* **Trecho do documento**
::::::::

Leonardo – Houve um avanço no entendimento de que a política de repressão às drogas falhou completamente, uma vez que o consumo de entorpecentes e a violência em torno do mercado não param de crescer. Além disso, com o avanço da ciência e dos debates já realizados, foi possível perceber que as ricas propriedades medicinais da maconha, que combatem uma gama ampla de problemas de saúde, são vetadas à população em função da atual política de combate às drogas.
EO – Em que estágio se encontra o movimento antiproibicionista no país?
Leonardo – Num estágio avançado, e em crescente. Consegue fomentar o debate na sociedade, e reunir setores amplos para levantar a bandeira do antiproibicionismo.
EO – E no Rio Grande do Norte?
Leonardo – Após as primeiras marchas, que foram grandes e repercutiram positivamente, ocorreu um refluxo, que vem resultando num esvaziamento nos últimos três anos. Entretanto, há um entendimento das causas e do que deve ser feito daqui para a frente para rearticular o movimento e realizar grandes marchas novamente.
EO – Partiu dessa constatação a ideia de realizar o Fórum Delta 9?

::::::::

* **Material de origem**
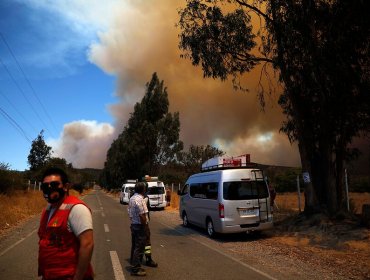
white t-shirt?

::::::::

* **Perguntas**
[1] Responda com base no trecho da entrevista sobre o movimento antiproibicionista:
(a) Segundo Leonardo, o que não para de crescer apesar da política de repressão às drogas?
(b) Em que estágio se encontra o movimento antiproibicionista no país?
(c) Há quanto tempo o movimento no Rio Grande do Norte vem se esvaziando?
[2] Dê sequência à entrevista sobre o movimento antiproibicionista, começando logo após a última pergunta apresentada.

* **Respostas**
[1]
(a) O consumo de entorpecentes e a violência em torno do mercado.
(b) Num estágio avançado, e em crescente.
(c) Nos últimos três anos.

[2]
Leonardo – Sim, apesar de ocorrer anualmente o Ciclo de Debates Antiproibicionistas na UFRN, entendemos que era necessário abrir uma nova trincheira. A professora Leilane Assunção, que organiza o ciclo de debates, esteve presente para debater no Fórum, e sua palestra, que fez um resgate da atuação do movimento antiproibicionista, numa esfera local e nacional, ajudou a gerar um entendimento dos desafios postos ao movimento daqui pra frente.
EO – Como foi o formato do evento? Que debates e convidados estiveram presentes?
Leonardo – O Fórum foi dividido em dois turnos de palestras. Pela manhã, o debate foi voltado para a perspectiva medicinal, e estiveram presentes Júlio Américo, diretor da Liga Canábica, uma entidade da Paraíba que recebeu autorização judicial para cultivar e medicar pessoas com maconha; Pedro Melo, neuropata que prescreve maconha para o tratamento da dor; Virgínia Martins, professora de Toxicologia da UFRJ que vem desenvolvendo o que será o primeiro medicamento brasileiro à base de maconha, e Sidarta Ribeiro, neurocientista diretor do Instituto do Cérebro, que abordou a relação da maconha com o cérebro humano.
Pela tarde, o enfoque foi mais o lado social, e os debates foram retomados com Ruy Rocha, professor do DECOM da UFRN, que discutiu a abordagem dos meios de comunicação sobre as questões relativas à política de drogas; em seguida a professora da UFRN Leilane Assunção, fez um resgate da trajetória do movimento antiproibicionista Brasileiro e do Estado do Rio Grande do Norte.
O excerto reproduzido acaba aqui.